THE RECORDS Block Start

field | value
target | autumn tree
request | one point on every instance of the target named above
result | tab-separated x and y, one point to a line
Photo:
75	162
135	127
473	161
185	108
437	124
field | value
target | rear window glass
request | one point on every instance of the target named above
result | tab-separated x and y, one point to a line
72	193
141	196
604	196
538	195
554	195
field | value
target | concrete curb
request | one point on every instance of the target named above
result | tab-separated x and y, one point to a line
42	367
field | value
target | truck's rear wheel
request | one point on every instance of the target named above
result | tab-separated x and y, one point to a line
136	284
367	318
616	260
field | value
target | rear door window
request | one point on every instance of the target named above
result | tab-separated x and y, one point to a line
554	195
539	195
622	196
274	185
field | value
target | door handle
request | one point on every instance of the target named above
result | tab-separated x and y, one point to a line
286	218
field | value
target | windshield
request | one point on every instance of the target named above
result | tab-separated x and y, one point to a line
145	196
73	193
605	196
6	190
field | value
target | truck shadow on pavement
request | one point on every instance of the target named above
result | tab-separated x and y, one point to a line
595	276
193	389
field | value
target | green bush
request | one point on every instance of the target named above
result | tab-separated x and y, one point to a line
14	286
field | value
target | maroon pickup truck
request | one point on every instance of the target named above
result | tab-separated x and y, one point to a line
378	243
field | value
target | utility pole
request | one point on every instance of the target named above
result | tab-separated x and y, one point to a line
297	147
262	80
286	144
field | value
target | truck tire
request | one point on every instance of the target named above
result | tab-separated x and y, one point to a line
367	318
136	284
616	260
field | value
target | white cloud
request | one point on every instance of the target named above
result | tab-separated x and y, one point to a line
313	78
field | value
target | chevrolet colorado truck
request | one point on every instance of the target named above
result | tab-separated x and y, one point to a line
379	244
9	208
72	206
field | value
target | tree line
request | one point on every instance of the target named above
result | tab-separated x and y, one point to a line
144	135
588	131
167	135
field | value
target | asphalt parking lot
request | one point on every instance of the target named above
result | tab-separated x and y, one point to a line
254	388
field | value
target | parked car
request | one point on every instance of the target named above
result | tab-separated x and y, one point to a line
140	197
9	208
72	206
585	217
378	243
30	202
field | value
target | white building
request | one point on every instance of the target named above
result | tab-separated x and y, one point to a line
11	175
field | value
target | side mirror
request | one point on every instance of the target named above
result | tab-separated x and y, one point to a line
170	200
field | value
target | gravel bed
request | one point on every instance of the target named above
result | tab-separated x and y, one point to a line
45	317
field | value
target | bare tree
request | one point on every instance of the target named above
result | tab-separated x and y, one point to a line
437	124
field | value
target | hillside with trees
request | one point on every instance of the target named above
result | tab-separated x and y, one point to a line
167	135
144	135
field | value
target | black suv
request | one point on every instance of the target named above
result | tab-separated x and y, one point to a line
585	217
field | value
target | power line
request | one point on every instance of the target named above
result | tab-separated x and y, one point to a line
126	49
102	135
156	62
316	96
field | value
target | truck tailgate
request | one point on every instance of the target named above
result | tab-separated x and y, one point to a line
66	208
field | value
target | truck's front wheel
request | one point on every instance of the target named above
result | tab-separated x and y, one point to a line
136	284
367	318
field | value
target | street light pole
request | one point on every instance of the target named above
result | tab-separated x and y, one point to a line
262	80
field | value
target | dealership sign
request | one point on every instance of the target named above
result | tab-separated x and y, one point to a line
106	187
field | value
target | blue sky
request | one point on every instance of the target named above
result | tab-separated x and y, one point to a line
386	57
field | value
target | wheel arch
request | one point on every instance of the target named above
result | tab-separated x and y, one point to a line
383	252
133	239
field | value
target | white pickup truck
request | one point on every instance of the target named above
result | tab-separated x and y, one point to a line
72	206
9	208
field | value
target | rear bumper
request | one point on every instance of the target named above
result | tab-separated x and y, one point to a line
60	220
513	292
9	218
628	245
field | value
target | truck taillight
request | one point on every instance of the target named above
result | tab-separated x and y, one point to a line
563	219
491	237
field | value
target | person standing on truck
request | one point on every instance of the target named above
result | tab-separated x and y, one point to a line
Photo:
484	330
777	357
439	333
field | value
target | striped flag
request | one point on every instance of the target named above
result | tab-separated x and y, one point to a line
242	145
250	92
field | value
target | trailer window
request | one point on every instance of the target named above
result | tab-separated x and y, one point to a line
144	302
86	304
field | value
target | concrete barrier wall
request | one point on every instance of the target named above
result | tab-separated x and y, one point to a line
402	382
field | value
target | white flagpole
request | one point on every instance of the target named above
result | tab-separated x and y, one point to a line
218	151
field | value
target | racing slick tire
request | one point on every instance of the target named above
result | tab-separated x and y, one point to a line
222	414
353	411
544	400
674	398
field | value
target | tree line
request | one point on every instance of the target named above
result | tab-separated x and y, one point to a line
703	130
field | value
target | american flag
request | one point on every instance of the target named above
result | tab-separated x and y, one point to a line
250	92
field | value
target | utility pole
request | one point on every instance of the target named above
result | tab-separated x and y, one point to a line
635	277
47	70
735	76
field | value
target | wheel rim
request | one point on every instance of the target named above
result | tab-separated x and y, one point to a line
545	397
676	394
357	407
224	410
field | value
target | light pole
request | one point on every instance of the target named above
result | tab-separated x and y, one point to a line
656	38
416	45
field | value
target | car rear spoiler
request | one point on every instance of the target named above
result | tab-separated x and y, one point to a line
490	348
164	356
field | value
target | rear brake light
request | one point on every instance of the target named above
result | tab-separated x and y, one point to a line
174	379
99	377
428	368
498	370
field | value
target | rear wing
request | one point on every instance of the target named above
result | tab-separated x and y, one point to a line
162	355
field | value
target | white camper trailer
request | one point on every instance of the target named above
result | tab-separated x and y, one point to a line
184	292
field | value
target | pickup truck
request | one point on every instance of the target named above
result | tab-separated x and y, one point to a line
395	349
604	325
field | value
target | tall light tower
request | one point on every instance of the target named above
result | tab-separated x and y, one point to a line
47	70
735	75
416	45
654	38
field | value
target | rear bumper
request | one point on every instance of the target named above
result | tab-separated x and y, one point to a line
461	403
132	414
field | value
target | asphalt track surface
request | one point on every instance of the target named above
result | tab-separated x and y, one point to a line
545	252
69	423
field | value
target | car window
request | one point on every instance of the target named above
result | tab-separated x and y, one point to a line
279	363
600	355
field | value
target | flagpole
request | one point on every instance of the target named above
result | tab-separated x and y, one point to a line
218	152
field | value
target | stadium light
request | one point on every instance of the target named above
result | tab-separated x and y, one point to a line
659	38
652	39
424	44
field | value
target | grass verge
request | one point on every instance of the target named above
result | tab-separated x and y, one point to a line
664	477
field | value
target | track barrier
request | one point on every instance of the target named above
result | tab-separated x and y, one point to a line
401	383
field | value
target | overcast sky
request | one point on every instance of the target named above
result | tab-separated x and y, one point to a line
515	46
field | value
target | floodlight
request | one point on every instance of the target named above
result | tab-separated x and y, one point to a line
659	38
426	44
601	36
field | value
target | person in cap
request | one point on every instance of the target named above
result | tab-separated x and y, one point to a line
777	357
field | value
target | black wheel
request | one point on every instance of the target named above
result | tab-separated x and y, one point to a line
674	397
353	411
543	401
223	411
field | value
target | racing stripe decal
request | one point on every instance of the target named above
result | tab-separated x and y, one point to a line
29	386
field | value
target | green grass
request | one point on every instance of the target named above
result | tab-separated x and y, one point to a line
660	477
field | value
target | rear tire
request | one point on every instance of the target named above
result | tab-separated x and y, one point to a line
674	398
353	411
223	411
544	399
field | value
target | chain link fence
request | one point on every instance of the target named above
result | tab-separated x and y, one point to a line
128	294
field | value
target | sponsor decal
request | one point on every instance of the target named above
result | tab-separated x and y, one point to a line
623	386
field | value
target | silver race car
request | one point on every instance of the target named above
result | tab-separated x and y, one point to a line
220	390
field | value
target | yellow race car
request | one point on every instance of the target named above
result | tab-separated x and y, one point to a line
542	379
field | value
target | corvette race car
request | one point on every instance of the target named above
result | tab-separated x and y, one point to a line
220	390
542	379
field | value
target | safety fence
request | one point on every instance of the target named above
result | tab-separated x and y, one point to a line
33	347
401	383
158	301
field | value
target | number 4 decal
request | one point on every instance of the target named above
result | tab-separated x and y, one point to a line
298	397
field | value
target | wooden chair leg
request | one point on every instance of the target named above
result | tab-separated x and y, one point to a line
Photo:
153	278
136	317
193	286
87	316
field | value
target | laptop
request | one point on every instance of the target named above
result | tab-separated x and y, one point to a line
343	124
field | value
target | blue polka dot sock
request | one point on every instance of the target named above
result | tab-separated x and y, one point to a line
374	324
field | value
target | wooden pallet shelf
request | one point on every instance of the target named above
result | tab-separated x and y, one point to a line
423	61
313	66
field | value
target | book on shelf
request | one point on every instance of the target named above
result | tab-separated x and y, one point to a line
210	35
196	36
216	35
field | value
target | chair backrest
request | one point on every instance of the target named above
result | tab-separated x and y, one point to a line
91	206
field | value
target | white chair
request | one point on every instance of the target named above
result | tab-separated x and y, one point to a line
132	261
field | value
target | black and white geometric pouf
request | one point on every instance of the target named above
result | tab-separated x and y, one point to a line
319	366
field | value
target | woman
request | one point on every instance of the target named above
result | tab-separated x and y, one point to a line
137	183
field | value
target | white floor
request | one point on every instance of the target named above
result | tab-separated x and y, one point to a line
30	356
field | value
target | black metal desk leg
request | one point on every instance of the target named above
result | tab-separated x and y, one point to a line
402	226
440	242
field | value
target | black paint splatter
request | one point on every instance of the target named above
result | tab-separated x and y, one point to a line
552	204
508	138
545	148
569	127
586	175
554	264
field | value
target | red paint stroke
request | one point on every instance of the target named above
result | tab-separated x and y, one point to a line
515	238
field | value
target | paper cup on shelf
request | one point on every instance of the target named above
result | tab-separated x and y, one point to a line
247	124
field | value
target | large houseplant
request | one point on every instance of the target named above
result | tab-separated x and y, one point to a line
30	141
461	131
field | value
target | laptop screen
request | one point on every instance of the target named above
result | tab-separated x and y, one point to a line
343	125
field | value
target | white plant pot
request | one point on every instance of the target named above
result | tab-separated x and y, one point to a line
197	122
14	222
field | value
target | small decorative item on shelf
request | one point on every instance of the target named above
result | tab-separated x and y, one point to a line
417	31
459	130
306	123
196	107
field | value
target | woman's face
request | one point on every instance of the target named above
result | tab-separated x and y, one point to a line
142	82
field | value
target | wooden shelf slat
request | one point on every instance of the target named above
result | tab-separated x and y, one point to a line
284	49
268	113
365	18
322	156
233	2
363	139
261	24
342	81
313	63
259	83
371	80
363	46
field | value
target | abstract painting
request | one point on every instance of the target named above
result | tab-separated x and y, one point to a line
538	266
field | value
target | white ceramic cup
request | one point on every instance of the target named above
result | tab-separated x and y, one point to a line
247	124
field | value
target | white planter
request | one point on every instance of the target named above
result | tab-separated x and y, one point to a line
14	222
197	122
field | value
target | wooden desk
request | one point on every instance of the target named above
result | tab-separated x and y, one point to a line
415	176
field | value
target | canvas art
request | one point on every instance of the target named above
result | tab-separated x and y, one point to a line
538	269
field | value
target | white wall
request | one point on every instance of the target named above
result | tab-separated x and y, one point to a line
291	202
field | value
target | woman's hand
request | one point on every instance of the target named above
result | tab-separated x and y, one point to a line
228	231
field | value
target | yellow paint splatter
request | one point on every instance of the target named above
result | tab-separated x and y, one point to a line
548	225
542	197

THE RECORDS Block End

Your whole answer should be one number, the count of lines in the records that hold "barrier".

## ANSWER AREA
2